What is being asked
Retype the full set of records. Keep every character identical.

Point labeling dataset excerpts
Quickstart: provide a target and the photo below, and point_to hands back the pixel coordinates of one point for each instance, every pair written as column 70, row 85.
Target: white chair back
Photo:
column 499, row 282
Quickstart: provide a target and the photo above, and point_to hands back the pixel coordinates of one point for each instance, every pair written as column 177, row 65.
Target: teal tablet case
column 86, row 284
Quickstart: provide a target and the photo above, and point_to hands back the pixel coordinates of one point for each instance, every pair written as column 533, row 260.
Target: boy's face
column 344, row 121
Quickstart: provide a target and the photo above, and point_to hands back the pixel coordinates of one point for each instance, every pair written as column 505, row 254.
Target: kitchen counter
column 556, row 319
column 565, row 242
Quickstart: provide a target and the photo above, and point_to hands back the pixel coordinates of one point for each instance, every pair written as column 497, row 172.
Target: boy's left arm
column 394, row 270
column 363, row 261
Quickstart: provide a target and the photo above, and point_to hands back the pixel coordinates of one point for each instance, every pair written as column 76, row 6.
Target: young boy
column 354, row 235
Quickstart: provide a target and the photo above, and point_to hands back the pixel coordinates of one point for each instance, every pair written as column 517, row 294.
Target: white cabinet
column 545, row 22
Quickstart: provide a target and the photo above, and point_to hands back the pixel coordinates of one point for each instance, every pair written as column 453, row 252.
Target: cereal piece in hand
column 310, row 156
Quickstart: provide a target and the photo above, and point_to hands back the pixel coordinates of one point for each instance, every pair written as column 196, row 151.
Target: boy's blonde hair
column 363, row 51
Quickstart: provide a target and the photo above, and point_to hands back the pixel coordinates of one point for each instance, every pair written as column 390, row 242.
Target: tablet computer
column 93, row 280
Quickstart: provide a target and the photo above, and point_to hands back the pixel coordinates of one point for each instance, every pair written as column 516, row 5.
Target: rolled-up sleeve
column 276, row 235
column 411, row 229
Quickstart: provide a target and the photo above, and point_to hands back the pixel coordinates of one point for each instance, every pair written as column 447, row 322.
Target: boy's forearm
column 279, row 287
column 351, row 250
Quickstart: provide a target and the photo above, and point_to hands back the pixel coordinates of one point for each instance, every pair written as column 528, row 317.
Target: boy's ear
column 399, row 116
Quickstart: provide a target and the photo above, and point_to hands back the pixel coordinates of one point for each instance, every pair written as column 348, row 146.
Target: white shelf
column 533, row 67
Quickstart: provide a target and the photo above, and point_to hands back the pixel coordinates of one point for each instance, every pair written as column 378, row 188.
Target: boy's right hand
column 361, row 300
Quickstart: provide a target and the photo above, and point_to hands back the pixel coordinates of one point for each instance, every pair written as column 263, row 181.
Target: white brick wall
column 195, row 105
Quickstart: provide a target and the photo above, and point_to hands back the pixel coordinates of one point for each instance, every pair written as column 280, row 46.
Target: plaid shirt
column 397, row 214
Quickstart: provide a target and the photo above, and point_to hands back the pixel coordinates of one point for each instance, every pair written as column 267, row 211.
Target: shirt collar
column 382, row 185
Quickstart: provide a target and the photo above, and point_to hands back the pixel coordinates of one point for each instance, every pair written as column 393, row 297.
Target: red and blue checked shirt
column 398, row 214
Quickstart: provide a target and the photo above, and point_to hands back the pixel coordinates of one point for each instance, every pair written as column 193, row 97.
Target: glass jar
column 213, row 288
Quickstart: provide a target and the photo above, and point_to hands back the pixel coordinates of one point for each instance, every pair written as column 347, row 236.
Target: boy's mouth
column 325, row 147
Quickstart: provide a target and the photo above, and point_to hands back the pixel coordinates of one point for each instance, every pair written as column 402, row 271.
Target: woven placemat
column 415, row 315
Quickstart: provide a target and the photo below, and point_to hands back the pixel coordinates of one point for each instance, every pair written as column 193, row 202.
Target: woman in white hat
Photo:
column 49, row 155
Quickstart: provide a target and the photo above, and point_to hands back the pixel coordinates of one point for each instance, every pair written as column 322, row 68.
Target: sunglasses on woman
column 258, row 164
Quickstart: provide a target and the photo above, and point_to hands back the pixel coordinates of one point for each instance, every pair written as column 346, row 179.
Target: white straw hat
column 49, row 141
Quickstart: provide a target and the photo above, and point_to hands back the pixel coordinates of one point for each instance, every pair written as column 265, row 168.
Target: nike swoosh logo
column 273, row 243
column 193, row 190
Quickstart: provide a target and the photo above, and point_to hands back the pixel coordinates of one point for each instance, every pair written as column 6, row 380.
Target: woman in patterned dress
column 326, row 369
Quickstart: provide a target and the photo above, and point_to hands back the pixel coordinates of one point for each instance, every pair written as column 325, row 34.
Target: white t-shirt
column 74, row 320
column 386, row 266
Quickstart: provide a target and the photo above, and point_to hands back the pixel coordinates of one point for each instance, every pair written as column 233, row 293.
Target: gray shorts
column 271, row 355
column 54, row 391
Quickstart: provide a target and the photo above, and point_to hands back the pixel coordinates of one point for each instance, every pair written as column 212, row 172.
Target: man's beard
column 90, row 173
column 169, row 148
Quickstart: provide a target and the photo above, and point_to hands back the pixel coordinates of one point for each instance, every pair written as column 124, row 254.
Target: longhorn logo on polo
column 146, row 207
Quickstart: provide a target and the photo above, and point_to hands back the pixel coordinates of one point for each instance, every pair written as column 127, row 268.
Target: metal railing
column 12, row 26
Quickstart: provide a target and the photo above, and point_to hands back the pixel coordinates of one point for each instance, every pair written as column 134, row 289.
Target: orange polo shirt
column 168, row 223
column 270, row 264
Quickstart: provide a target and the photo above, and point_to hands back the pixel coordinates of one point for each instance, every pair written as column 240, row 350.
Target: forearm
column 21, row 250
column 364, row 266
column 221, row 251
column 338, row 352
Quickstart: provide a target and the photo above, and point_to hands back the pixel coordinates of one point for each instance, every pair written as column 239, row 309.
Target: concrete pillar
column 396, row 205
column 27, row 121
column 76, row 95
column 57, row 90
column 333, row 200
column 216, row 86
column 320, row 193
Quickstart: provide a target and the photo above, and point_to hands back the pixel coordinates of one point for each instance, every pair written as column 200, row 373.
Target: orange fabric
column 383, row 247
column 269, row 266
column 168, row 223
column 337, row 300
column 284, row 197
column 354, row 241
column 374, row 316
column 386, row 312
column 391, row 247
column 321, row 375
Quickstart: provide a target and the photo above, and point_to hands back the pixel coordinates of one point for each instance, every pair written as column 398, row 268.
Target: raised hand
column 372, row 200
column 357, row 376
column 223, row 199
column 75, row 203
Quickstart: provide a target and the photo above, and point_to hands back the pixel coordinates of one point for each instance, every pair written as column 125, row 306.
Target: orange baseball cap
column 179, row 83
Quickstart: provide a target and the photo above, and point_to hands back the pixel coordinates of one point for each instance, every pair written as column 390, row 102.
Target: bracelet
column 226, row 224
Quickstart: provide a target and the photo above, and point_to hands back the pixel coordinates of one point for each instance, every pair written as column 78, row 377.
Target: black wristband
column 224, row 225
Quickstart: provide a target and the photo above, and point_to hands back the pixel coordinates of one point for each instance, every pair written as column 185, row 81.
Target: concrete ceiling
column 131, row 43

Exercise output
Quickstart: provide a target and the photo below, and point_to hands back the pixel coordinates of one point for each instance, every pair written as column 70, row 85.
Target: white chair back
Photo:
column 499, row 282
Quickstart: provide a target and the photo above, and point_to hands back the pixel coordinates of one point for each instance, every pair written as column 177, row 65.
Target: teal tablet case
column 86, row 284
Quickstart: provide a target and the photo above, and point_to hands back the pixel coordinates of one point for each instance, every pair written as column 533, row 260.
Target: boy's face
column 344, row 121
Quickstart: provide a target and the photo above, and point_to hands back the pixel coordinates of one point for each instance, every pair written as column 505, row 254.
Target: kitchen counter
column 556, row 319
column 565, row 242
Quickstart: provide a target and the photo above, and point_to hands back the pixel coordinates of one point for each instance, every pair written as column 497, row 172.
Target: boy's left arm
column 394, row 270
column 363, row 261
Quickstart: provide a target and the photo above, and point_to hands back the pixel coordinates of one point for each instance, every pair written as column 76, row 6.
Target: young boy
column 354, row 235
Quickstart: provide a target and the photo above, and point_to hands back the pixel coordinates of one point for each instance, every pair written as column 517, row 294.
Target: white cabinet
column 545, row 22
Quickstart: provide a target and the photo above, and point_to hands back the pixel coordinates of one point for each instance, every pair written as column 453, row 252.
Target: cereal piece in hand
column 310, row 156
Quickstart: provide a target and the photo above, and point_to hands back the pixel coordinates of one point for each instance, every pair written as column 196, row 151.
Target: boy's blonde hair
column 363, row 51
Quickstart: provide a target and the photo above, and point_to hands back the pixel coordinates of one point for each instance, every pair written as column 390, row 242.
Target: tablet computer
column 93, row 280
Quickstart: provide a target and the photo above, and point_to hands back the pixel coordinates of one point for each instance, every pair written as column 516, row 5.
Target: rolled-up sleeve
column 276, row 235
column 411, row 229
Quickstart: provide a target and the photo above, and point_to hands back the pixel coordinates of one point for each instance, every pair written as column 447, row 322.
Target: boy's forearm
column 279, row 287
column 351, row 250
Quickstart: provide a target and the photo above, and point_to hands back the pixel coordinates of one point for each instance, every pair written as column 528, row 317.
Target: boy's ear
column 399, row 116
Quickstart: provide a target and the photo above, and point_to hands back the pixel coordinates of one point for each instance, every pair written as column 348, row 146.
Target: white shelf
column 533, row 67
Quickstart: provide a target and the photo above, and point_to hands back the pixel coordinates of one point for each instance, every pair written as column 378, row 188.
Target: boy's right hand
column 361, row 300
Quickstart: provide a target and the photo above, and point_to hands back the pixel coordinates of one point for each instance, every pair written as column 263, row 181.
Target: white brick wall
column 195, row 105
Quickstart: provide a target and the photo above, and point_to hands back the pixel coordinates of one point for each instance, every pair written as column 280, row 46.
Target: plaid shirt
column 397, row 214
Quickstart: provide a target and the photo above, and point_to hands back the pixel coordinates of one point for each instance, every pair written as column 267, row 211.
Target: shirt collar
column 382, row 185
Quickstart: provide a target and the photo above, and point_to hands back the pixel coordinates of one point for each instance, every pair written as column 393, row 297.
Target: red and blue checked shirt
column 398, row 214
Quickstart: provide a target and the photo above, and point_to hands back the pixel coordinates of one point for each instance, every pair written as column 193, row 97.
Target: glass jar
column 213, row 288
Quickstart: provide a target and the photo above, and point_to hands back the pixel coordinates of one point for each instance, every pair written as column 347, row 236.
Target: boy's mouth
column 325, row 147
Quickstart: provide a target and the photo above, and point_to hands back the pixel coordinates of one point for each instance, every pair written as column 402, row 271.
Target: woven placemat
column 415, row 315
Quickstart: provide a target and the photo below, and point_to hands back the pixel coordinates of one point for each instance, every pair written as column 193, row 202.
Target: woman in white hat
Photo:
column 49, row 155
Quickstart: provide a target and the photo above, and point_to hands back the pixel coordinates of one point for each instance, every pair written as column 322, row 68.
Target: sunglasses on woman
column 258, row 164
Quickstart: provide a target and the photo above, and point_to hands back the pixel coordinates of one point for each instance, every pair written as column 346, row 179.
Target: white straw hat
column 49, row 141
Quickstart: provide a target and the photo above, and point_to hands back the pixel coordinates of one point for each instance, every pair written as column 265, row 168.
Target: nike swoosh logo
column 273, row 243
column 193, row 190
Quickstart: provide a target and the photo above, and point_to hands back the pixel coordinates of one point for each instance, every pair written as column 6, row 380.
Target: woman in patterned dress
column 326, row 369
Quickstart: provide a target and the photo above, and point_to hands back the pixel coordinates of one point for each instance, every pair written as column 325, row 34.
Target: white t-shirt
column 74, row 320
column 386, row 266
Quickstart: provide a target and the photo above, and point_to hands back the pixel coordinates of one point for each instance, every pair written as column 233, row 293.
Target: gray shorts
column 271, row 355
column 54, row 391
Quickstart: provide a target and the photo above, and point_to hands back the pixel coordinates of one point for each instance, every pair written as column 212, row 172.
Target: man's beard
column 90, row 173
column 169, row 148
Quickstart: provide a target and the photo above, and point_to hands back the pixel coordinates of one point for each instance, every pair written as column 124, row 254.
Target: longhorn logo on polo
column 146, row 207
Quickstart: provide a target and the photo above, and point_to hands back the pixel coordinates of one point for each instance, every pair written as column 127, row 268.
Target: metal railing
column 12, row 26
Quickstart: provide a target and the photo above, and point_to hands back the pixel coordinates of one point for each instance, every pair written as column 134, row 289.
Target: orange polo shirt
column 168, row 223
column 270, row 264
Quickstart: provide a target and the photo above, and point_to hands back the pixel coordinates of one point for each instance, every pair written as column 240, row 350.
Target: forearm
column 21, row 250
column 364, row 266
column 221, row 251
column 338, row 352
Quickstart: provide a target and the photo above, and point_to hands back the pixel coordinates of one point for each instance, every pair written as column 239, row 309.
Target: concrete pillar
column 396, row 205
column 27, row 121
column 76, row 95
column 57, row 90
column 333, row 200
column 216, row 86
column 320, row 193
Quickstart: provide a target and the photo above, and point_to hands back the pixel coordinates of one point for each instance, every pair written as column 200, row 373.
Target: orange fabric
column 383, row 247
column 269, row 266
column 168, row 223
column 337, row 300
column 284, row 197
column 354, row 241
column 374, row 316
column 386, row 312
column 391, row 247
column 321, row 375
Quickstart: provide a target and the photo above, and point_to hands back the pixel coordinates of one point for each instance, every pair written as column 398, row 268.
Target: raised hand
column 372, row 200
column 357, row 376
column 223, row 199
column 75, row 203
Quickstart: provide a target and the photo above, and point_to hands back the pixel coordinates of one point for each instance, every pair written as column 125, row 306.
Target: orange baseball cap
column 179, row 83
Quickstart: provide a target and the photo above, and point_to hands back the pixel coordinates of one point for each instance, every pair written as column 390, row 102.
Target: bracelet
column 226, row 224
Quickstart: provide a target and the photo above, and point_to hands back the pixel coordinates of one point for each instance, every pair written as column 78, row 377.
Target: black wristband
column 224, row 225
Quickstart: provide a target and the photo above, and point_to hands back the pixel coordinates of one point for each instance, every pair written as column 185, row 81.
Target: concrete ceiling
column 131, row 43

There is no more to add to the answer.